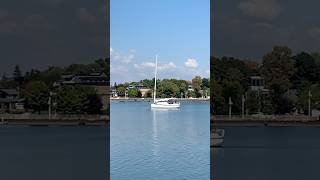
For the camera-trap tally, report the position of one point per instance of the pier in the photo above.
(268, 120)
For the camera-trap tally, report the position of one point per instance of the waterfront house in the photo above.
(99, 81)
(143, 89)
(10, 101)
(113, 92)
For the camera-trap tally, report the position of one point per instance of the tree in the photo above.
(197, 83)
(78, 100)
(133, 93)
(205, 83)
(36, 94)
(91, 101)
(277, 70)
(303, 98)
(306, 70)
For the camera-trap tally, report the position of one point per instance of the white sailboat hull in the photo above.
(165, 106)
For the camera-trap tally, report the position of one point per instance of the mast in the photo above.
(155, 81)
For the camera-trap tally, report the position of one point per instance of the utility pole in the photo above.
(309, 103)
(242, 106)
(230, 107)
(49, 103)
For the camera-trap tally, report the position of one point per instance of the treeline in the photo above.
(35, 87)
(288, 79)
(167, 88)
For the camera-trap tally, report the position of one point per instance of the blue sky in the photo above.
(178, 31)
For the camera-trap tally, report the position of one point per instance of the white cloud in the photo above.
(266, 9)
(123, 58)
(191, 63)
(151, 65)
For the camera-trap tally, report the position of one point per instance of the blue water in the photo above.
(265, 153)
(54, 153)
(159, 144)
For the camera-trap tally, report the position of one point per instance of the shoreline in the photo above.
(151, 99)
(274, 122)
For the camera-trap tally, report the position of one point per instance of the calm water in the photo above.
(51, 153)
(159, 144)
(265, 153)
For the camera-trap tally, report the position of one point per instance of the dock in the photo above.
(273, 121)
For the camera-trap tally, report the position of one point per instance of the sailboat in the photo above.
(166, 103)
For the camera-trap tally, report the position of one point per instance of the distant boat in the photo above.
(166, 103)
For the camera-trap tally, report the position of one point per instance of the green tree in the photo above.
(133, 93)
(306, 70)
(278, 69)
(197, 83)
(36, 94)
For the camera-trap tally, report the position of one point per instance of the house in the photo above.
(10, 101)
(143, 89)
(257, 83)
(99, 81)
(113, 92)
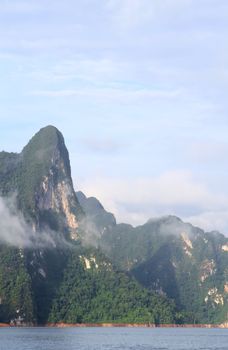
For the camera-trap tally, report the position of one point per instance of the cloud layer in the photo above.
(15, 231)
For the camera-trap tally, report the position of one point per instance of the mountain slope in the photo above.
(54, 277)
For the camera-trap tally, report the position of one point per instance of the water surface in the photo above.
(113, 339)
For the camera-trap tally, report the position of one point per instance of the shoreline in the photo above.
(113, 325)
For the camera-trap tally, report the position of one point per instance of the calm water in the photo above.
(113, 339)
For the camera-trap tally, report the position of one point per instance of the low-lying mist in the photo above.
(16, 232)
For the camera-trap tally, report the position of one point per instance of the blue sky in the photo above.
(139, 90)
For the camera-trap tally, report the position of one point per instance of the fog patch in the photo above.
(15, 231)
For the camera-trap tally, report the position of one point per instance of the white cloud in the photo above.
(136, 200)
(111, 94)
(131, 13)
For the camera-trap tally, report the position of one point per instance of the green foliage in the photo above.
(15, 286)
(101, 294)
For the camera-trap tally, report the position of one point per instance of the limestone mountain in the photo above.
(41, 177)
(67, 280)
(96, 270)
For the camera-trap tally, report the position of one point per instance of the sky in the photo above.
(139, 90)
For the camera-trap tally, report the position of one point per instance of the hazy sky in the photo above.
(139, 90)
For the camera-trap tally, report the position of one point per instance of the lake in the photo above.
(113, 339)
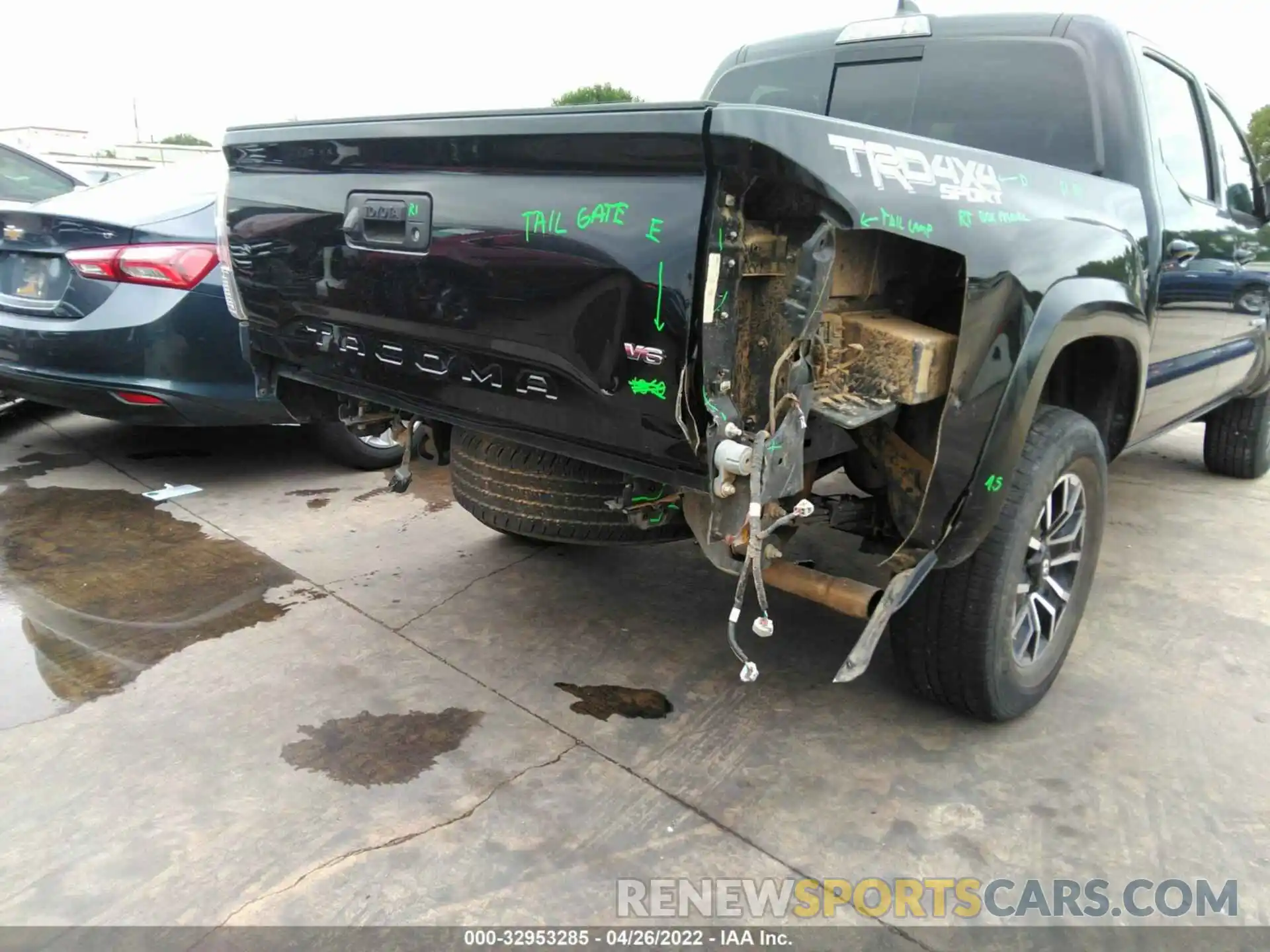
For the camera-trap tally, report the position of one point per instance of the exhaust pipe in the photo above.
(846, 596)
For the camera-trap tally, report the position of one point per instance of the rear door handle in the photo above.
(389, 221)
(1183, 251)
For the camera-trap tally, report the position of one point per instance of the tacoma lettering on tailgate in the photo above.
(431, 361)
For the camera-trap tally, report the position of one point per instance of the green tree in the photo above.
(606, 93)
(1259, 140)
(183, 139)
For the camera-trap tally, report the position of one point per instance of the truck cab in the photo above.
(1082, 95)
==*==
» **Exercise objective**
What is needed is an exact repeat of only the lines from the one containing "patch in the photo above." through the last line of the listing above, both ends included, without the pictures.

» **Solution to this task**
For the camera-trap tally, report the position of one point per instance of the fog patch in the photo above.
(15, 231)
For the camera-trap tally, report the position of one point per instance of the white cloud in the photo above.
(136, 200)
(111, 94)
(131, 13)
For the camera-trap tally, report the position of one point per instance of the green foliage in the photo above.
(15, 286)
(101, 294)
For the camera-trap tally, report the position of one point per instance of the limestone mountain in the photo above.
(41, 177)
(67, 280)
(96, 270)
For the camera-trap tally, report the position of one point per instance of the sky in the photo above.
(139, 90)
For the camera-trap tally, report the position of one point per instance of the hazy sky in the photo above.
(139, 90)
For the camera-trap tally, report the position of one point per instance of the lake in the photo above.
(113, 339)
For the camera-trap tally, report the position of one point per instance of the exhaust pipe in the photo above.
(846, 596)
For the camera-trap tally, report the position of one point per instance of the rear door handle in the photo above.
(389, 221)
(1183, 251)
For the camera-trap tally, report the position of one point per instance of the tacoma lettering on tailgate in the photo above.
(431, 361)
For the camera-trap tally, report the position of one point per instance of the green tree in the photo above.
(606, 93)
(1259, 140)
(183, 139)
For the camera-trap tally, report the position of one point per instance of the truck cab in the photo above.
(1082, 95)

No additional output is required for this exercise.